* [Exercise instructions] Select and copy every line of the material that contains the word "negative". Case counts.

* [The data]

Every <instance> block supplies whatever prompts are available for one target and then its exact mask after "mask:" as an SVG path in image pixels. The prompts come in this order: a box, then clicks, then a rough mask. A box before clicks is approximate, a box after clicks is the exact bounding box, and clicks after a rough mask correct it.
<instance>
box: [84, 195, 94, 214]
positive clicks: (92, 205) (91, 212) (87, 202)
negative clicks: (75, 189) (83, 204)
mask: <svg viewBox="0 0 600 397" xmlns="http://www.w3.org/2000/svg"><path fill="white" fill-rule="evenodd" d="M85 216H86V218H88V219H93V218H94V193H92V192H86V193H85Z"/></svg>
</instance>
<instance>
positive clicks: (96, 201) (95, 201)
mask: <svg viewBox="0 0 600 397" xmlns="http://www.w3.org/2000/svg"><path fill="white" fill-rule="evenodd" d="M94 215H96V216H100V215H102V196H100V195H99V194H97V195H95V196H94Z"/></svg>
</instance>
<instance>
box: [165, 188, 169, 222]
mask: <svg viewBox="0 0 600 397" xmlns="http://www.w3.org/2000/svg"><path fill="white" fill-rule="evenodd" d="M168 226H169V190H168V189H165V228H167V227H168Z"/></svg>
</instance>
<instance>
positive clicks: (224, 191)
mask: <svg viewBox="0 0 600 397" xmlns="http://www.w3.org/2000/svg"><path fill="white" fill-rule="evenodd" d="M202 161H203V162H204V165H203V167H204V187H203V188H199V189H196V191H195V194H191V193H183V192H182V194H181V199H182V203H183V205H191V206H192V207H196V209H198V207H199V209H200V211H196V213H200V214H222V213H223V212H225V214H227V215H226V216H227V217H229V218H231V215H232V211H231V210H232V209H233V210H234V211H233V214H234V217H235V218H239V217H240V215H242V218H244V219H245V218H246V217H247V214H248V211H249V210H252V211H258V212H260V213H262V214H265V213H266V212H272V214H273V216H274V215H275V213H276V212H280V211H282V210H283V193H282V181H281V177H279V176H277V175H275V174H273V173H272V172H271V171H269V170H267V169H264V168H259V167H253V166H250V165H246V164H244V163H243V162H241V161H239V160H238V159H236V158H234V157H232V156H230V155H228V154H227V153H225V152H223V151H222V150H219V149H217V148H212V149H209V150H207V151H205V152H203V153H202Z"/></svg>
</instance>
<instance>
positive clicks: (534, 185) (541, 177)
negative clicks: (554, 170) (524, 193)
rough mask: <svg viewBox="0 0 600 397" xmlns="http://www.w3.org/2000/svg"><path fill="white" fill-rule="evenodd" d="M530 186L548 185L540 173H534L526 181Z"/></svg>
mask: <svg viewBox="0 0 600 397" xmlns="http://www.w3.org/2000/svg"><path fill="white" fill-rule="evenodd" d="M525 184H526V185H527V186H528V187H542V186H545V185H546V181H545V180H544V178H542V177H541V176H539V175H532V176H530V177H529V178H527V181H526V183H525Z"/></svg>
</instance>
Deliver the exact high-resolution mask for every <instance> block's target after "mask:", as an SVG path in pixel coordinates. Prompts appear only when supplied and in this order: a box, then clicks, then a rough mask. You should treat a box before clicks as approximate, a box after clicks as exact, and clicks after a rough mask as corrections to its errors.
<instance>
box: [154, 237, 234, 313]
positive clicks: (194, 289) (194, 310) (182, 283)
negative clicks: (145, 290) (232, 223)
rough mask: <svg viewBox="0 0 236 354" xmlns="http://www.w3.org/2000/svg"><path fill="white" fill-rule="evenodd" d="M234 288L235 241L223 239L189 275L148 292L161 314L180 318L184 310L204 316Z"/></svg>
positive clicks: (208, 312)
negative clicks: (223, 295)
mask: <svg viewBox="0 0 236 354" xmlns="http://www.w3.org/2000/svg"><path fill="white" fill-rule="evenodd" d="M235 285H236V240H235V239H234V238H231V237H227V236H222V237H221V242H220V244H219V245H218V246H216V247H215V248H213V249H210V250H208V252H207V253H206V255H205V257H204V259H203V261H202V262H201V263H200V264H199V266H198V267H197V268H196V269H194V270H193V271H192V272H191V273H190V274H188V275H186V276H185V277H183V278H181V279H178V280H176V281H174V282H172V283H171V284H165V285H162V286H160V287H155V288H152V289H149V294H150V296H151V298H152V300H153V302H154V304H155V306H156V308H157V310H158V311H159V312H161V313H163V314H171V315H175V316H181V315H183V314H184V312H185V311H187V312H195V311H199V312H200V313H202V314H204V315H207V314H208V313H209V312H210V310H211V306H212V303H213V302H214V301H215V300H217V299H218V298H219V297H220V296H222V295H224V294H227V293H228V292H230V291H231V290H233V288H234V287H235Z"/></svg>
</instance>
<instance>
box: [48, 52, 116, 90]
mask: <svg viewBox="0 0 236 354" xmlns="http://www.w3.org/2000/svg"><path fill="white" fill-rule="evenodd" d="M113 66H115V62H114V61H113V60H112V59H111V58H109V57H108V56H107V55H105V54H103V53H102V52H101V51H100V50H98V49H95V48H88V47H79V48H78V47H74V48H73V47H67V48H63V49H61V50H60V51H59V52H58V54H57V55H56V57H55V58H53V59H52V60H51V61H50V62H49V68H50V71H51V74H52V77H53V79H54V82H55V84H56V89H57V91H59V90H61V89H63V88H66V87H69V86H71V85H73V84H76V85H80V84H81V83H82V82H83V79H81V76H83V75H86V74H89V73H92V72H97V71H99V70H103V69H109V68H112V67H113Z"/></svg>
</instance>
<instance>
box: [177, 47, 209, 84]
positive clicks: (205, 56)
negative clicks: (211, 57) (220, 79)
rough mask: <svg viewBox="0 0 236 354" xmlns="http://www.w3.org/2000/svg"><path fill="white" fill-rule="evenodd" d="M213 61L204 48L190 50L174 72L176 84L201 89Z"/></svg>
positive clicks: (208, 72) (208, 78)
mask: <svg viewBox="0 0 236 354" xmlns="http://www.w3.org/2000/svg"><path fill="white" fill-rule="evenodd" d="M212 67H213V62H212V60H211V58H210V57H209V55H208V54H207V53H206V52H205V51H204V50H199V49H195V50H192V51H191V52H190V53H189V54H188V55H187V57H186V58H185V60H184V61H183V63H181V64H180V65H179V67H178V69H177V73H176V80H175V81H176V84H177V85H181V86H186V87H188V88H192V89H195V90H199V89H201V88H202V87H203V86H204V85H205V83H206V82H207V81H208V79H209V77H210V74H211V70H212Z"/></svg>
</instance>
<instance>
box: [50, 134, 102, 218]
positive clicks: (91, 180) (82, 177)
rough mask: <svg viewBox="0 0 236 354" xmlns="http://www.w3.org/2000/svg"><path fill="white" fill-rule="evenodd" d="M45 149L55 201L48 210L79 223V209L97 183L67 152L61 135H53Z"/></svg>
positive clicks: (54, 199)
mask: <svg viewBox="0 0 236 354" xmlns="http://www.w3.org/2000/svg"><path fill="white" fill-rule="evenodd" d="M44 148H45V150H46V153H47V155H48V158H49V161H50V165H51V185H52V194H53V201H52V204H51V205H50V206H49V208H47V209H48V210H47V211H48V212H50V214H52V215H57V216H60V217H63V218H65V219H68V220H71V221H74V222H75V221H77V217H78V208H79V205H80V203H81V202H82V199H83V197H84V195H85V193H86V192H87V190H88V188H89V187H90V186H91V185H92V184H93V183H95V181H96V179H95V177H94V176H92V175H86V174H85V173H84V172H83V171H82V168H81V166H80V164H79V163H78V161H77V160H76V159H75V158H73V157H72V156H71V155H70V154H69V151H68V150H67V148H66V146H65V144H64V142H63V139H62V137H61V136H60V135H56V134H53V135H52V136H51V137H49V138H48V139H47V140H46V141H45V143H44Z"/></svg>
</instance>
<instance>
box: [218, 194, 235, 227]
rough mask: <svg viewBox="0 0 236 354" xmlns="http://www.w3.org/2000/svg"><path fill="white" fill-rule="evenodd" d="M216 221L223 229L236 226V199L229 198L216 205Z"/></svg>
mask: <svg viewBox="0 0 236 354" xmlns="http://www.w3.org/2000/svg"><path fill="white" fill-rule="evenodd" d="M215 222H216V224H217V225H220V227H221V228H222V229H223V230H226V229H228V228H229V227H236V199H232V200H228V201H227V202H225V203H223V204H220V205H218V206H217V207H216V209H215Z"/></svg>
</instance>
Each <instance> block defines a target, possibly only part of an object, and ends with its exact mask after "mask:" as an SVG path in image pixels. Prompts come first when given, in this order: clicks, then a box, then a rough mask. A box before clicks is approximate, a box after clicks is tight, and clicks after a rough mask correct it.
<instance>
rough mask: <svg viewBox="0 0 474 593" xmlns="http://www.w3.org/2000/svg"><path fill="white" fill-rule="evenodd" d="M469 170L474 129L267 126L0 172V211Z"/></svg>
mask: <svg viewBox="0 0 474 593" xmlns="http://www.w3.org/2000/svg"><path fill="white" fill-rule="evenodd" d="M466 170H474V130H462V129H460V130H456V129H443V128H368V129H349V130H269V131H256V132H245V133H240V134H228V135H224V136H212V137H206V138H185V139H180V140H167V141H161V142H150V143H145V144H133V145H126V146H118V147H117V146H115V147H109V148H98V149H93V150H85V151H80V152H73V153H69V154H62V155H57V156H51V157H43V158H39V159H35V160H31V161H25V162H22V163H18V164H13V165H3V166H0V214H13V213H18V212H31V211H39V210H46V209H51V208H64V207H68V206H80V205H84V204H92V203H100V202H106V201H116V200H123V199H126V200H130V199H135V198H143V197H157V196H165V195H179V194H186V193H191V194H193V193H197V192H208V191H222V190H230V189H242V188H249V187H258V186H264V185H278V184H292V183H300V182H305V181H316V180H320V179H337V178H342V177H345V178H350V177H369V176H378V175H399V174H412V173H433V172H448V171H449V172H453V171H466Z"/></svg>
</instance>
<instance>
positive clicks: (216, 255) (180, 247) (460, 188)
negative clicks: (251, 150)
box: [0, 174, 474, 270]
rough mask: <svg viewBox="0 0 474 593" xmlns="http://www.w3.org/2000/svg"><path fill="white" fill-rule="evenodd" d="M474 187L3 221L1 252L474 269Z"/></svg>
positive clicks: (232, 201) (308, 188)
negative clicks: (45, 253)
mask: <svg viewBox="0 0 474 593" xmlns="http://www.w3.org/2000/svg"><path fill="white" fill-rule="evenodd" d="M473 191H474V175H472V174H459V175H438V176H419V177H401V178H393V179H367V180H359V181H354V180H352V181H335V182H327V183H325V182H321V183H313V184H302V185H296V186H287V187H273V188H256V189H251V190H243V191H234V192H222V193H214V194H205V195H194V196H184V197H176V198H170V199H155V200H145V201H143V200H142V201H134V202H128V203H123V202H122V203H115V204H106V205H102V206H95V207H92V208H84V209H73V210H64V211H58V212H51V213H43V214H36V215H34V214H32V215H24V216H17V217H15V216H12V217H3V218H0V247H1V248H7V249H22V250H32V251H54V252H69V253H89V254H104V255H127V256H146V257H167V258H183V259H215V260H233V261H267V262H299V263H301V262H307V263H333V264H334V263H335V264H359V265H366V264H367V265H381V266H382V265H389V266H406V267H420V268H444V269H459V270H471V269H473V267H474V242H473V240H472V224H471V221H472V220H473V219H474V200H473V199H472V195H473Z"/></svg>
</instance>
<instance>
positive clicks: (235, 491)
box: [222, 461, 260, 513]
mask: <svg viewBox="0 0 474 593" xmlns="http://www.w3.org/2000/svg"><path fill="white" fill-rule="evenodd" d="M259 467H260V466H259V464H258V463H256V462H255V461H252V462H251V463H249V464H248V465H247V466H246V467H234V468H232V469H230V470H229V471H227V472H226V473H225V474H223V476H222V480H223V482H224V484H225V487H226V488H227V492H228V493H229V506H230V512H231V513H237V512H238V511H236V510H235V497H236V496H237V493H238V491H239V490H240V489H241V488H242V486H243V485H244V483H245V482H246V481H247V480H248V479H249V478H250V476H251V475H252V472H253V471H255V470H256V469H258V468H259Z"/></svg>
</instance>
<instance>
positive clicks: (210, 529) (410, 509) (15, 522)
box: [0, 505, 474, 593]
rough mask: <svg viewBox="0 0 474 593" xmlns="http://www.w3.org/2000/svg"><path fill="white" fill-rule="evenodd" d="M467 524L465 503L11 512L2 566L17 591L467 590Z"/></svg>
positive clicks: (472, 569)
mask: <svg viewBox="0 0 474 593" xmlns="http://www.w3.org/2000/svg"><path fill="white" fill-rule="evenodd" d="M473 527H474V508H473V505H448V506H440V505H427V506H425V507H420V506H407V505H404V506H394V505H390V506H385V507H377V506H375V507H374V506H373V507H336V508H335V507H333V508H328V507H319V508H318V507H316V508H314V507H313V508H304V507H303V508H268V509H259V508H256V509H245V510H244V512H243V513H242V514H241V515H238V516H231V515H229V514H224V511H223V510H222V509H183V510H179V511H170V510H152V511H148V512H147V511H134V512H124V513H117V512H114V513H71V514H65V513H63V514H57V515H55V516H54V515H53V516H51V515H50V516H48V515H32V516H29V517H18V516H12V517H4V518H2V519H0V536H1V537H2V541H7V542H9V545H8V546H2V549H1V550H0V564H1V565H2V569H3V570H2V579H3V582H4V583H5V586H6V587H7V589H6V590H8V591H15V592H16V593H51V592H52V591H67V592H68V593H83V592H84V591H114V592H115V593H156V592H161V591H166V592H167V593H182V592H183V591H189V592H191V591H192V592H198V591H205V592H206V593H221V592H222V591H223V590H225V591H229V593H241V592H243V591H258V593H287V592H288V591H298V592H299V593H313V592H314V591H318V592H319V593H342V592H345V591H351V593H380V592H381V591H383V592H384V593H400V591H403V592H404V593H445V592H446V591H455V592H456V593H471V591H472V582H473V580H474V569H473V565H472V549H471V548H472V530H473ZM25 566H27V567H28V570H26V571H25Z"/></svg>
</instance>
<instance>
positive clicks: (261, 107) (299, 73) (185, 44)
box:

* [Response]
negative clicks: (75, 189) (83, 204)
negative clicks: (554, 170) (524, 193)
negative clicks: (145, 290) (232, 223)
negative clicks: (223, 295)
negative clicks: (211, 57) (220, 79)
negative clicks: (251, 150)
negative clicks: (45, 253)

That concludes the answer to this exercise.